(Point-based annotation data)

>>>

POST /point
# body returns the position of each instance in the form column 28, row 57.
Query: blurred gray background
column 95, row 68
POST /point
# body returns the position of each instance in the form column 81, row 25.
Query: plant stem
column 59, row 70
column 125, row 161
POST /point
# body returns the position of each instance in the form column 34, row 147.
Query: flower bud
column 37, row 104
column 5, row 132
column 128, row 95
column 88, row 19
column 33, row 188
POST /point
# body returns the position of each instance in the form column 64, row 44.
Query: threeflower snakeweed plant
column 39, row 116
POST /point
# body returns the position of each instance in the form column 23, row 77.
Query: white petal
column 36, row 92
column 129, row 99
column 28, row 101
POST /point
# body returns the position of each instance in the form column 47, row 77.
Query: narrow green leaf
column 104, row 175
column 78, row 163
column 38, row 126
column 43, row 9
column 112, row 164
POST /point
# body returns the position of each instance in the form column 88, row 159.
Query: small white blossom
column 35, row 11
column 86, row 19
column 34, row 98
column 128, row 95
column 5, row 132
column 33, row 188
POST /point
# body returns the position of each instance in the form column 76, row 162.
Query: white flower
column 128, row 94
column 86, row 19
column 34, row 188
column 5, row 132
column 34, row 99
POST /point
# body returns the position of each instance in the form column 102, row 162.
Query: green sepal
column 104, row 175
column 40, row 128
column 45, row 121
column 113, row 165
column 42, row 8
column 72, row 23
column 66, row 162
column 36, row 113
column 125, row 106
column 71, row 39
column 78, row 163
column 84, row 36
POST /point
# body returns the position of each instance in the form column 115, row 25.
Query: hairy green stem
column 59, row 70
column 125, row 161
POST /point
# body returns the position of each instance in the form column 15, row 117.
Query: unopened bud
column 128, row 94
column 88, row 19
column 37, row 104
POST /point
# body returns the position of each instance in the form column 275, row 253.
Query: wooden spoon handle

<<<

#### Task details:
Rewrite the data above with "Query" changed to "Prompt" everywhere it appears, keeping everything else the same.

#### Correct answer:
POST /point
# body returns the position of each instance in the form column 28, row 57.
Prompt: blurred gray background
column 95, row 68
POST /point
# body returns the position of each instance in the form column 81, row 25.
Prompt: plant stem
column 59, row 70
column 125, row 161
POST /point
# body returns the position of each instance in the form column 34, row 147.
Prompt: flower bud
column 37, row 104
column 5, row 132
column 128, row 95
column 88, row 19
column 33, row 188
POST /point
# body returns the position of each instance in the form column 64, row 44.
Prompt: threeflower snakeweed plant
column 39, row 116
POST /point
# body returns the position of each instance in the form column 23, row 77.
Prompt: white petal
column 36, row 92
column 129, row 99
column 28, row 101
POST /point
# body returns the position of each instance in the form column 47, row 77.
Prompt: narrow green leaf
column 104, row 175
column 78, row 163
column 38, row 126
column 43, row 9
column 112, row 164
POST /point
# body returns the position of each instance in the form column 88, row 159.
Prompt: small white blossom
column 35, row 11
column 86, row 19
column 34, row 98
column 128, row 95
column 5, row 132
column 33, row 188
POST /point
# body returns the position of each instance in the form column 76, row 162.
Prompt: white flower
column 128, row 94
column 86, row 19
column 34, row 188
column 5, row 132
column 34, row 99
POST /point
# body returns the position of each instance in the form column 102, row 162.
Prompt: green sepal
column 104, row 175
column 40, row 128
column 45, row 121
column 113, row 165
column 42, row 8
column 72, row 23
column 66, row 162
column 36, row 113
column 125, row 106
column 71, row 39
column 78, row 163
column 84, row 36
POST /point
# body returns the position of each instance in the form column 115, row 25.
Prompt: hairy green stem
column 59, row 70
column 125, row 161
POST /point
# body returns the position of each instance in the form column 15, row 117.
Prompt: unopened bud
column 128, row 94
column 88, row 19
column 37, row 104
POST /point
# body returns the position of each instance in the form column 275, row 253.
Prompt: wooden spoon handle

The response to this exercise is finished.